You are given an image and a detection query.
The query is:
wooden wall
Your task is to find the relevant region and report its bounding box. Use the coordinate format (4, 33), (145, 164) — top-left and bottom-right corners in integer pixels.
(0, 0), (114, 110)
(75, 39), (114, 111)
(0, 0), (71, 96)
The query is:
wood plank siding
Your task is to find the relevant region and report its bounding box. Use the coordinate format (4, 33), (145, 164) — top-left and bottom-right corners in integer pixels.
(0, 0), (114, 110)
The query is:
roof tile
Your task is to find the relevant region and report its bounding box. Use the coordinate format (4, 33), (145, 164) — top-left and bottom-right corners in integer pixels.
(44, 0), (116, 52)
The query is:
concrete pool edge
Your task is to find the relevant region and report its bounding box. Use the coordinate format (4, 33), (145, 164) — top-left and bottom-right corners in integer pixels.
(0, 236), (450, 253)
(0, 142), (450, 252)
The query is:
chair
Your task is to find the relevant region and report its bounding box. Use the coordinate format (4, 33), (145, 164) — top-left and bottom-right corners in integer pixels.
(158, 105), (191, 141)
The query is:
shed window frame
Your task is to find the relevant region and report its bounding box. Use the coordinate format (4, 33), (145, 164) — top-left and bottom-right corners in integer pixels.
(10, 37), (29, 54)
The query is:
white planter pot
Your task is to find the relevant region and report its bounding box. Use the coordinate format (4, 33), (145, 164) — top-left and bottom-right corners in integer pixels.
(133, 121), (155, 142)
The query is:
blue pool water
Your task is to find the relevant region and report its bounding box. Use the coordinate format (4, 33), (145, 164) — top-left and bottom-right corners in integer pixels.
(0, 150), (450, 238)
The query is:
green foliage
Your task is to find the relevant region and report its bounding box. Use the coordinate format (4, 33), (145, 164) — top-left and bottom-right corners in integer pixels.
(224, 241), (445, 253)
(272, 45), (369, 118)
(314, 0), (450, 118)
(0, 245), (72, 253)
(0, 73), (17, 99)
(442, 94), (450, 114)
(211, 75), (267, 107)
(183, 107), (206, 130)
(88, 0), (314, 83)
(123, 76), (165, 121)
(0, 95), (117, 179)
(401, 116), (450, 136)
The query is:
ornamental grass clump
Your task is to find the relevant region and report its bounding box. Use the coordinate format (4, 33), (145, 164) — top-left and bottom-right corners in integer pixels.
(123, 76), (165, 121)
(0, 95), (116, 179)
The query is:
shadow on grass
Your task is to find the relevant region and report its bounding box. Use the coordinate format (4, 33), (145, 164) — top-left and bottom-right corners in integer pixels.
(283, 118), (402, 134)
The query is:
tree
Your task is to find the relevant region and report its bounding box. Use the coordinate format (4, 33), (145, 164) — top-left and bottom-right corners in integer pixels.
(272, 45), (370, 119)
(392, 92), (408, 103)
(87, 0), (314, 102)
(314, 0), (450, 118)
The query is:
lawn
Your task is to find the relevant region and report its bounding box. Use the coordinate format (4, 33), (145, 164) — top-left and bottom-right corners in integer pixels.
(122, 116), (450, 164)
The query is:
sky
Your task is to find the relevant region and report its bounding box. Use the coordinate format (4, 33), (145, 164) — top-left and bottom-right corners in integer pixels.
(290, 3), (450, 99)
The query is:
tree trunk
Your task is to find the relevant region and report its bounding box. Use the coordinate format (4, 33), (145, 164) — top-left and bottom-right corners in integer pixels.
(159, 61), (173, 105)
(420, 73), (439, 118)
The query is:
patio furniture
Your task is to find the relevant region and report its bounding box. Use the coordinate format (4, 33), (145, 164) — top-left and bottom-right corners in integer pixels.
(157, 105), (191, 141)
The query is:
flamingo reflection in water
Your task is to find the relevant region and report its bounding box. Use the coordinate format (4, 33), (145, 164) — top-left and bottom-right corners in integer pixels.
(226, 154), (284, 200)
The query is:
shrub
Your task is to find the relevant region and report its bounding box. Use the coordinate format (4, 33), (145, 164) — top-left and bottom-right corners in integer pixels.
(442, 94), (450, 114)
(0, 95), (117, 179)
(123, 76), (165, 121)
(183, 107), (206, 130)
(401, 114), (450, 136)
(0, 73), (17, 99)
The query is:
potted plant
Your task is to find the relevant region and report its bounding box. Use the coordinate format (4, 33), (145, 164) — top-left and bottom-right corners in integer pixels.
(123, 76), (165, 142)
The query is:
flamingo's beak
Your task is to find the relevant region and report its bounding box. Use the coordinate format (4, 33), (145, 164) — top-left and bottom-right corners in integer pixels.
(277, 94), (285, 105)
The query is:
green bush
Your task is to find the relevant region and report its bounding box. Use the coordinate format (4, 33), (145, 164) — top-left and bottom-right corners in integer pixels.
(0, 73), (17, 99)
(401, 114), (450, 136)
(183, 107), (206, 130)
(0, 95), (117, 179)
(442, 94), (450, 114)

──────────────────────────────

- **Exercise prompt**
Return all of the above records exactly, leaving no line out.

- **Response to this exercise**
You are given an image and a detection query.
The query is:
wooden wall
Your task is to find the relevant region and report its bounding box. Use the coordinate format (4, 33), (145, 164) — top-left and bottom-right corners in integer pixels.
(0, 0), (114, 110)
(75, 39), (114, 111)
(0, 0), (71, 96)
The query is:
wood plank siding
Your task is to find the relevant region and report its bounding box. Use the coordinate format (4, 33), (145, 164) — top-left and bottom-right corners in integer pixels.
(0, 0), (114, 110)
The query is:
roof tile
Your task is to find the relevant region and report its bounding box. Use the coordinate format (4, 33), (145, 164) — top-left and bottom-right corners in integer pixels.
(44, 0), (116, 52)
The query is:
concrete pool edge
Your task is to find the relevant region and report its bounding box. Use the coordinate format (4, 33), (145, 164) — top-left and bottom-right corners in integer pixels.
(0, 236), (450, 253)
(0, 142), (450, 252)
The query is:
chair
Your task is to find the relevant region and report its bounding box. Use the coordinate format (4, 33), (145, 164) — top-left and bottom-right corners in integer pixels.
(158, 105), (191, 141)
The query is:
shed window frame
Your task is to find the relevant region and report its bounding box. Use the coordinate format (4, 33), (145, 164) — top-left and bottom-right corners in integer pixels.
(10, 37), (29, 54)
The query is:
white planter pot
Your task is to find the relevant region and report its bounding box. Use the coordinate format (4, 33), (145, 164) — top-left and bottom-right corners in integer pixels.
(133, 121), (155, 142)
The query is:
blue pool water
Your task is to find the relevant region and report its bounding box. Use the coordinate format (4, 33), (145, 164) — top-left and bottom-right corners in integer pixels.
(0, 150), (450, 238)
The query is:
green foliage
Your task is to find the relevant region and report its bounding box. Use the coordinate format (4, 33), (145, 164) — top-left and bottom-right corners in integer pixels.
(224, 241), (445, 253)
(272, 45), (369, 118)
(314, 0), (450, 118)
(0, 245), (72, 253)
(0, 73), (17, 99)
(442, 94), (450, 114)
(211, 75), (267, 107)
(183, 107), (206, 130)
(88, 0), (314, 83)
(123, 76), (165, 121)
(0, 95), (117, 179)
(401, 116), (450, 136)
The query is:
ornamental grass clump
Your task is to find the relevant region and report its bounding box. Use the coordinate format (4, 33), (145, 164) — top-left and bottom-right corners in integer pixels.
(123, 76), (165, 121)
(0, 95), (116, 179)
The query is:
shadow on grass
Your task is to find the relevant region and report its bounding box. Use the coordinate format (4, 33), (145, 164) — top-left and bottom-right corners in integer pixels.
(283, 118), (402, 134)
The query is:
tree
Your task is to find the relevant region and report its bounding box. Use the coordinate format (4, 33), (145, 164) — top-left and bottom-right corners in integer pixels.
(272, 45), (370, 119)
(392, 92), (408, 103)
(87, 0), (314, 102)
(314, 0), (450, 118)
The query is:
lawn
Your task is to find the relevant region and report its bounding box. Use the coordinate format (4, 33), (145, 164) — top-left and bottom-right corners in integer pixels.
(122, 116), (450, 164)
The query is:
sky
Your task is to find the relevant region and report its bounding box. Use the coordinate format (4, 33), (145, 164) — top-left and bottom-right corners in integer pixels.
(290, 3), (450, 99)
The query is:
tree trunk
Your task is to find the relevant region and report its bounding box. Use the coordinate format (4, 33), (145, 164) — top-left and bottom-right corners in integer pixels.
(159, 61), (173, 105)
(420, 73), (439, 118)
The query is:
patio furniture
Your task is to find the relevant region and report its bounding box. Use the coordinate format (4, 33), (145, 164) — top-left and bottom-right corners in integer pixels.
(157, 105), (191, 141)
The query is:
flamingo reflection in water
Your task is to find the relevant region and report its bounding box. Use the coordinate format (4, 33), (145, 164) — top-left and bottom-right corners in integer pixels.
(226, 154), (284, 200)
The query is:
shrub
Your task is to find the relevant region and report its bounding box. Use the coordinate format (4, 33), (145, 164) — top-left and bottom-right corners in integer pixels.
(442, 94), (450, 114)
(0, 95), (117, 179)
(123, 76), (165, 121)
(183, 107), (206, 130)
(401, 114), (450, 136)
(0, 73), (17, 99)
The query is:
potted plant
Your task is to find the relevant region and report its bounding box. Use the coordinate format (4, 33), (145, 164) — top-left and bottom-right corners in integer pixels.
(123, 76), (165, 142)
The query is:
flamingo's beak
Your task is to find the relevant region and report its bounding box. Use the coordinate format (4, 33), (145, 164) — top-left and bottom-right corners in integer pixels.
(277, 94), (285, 105)
The query is:
green bush
Your task is to find the relevant region and report its bounding box. Use the coordinate format (4, 33), (145, 164) — top-left and bottom-right corners in integer pixels.
(0, 73), (17, 99)
(401, 114), (450, 136)
(183, 107), (206, 130)
(0, 95), (117, 179)
(442, 94), (450, 114)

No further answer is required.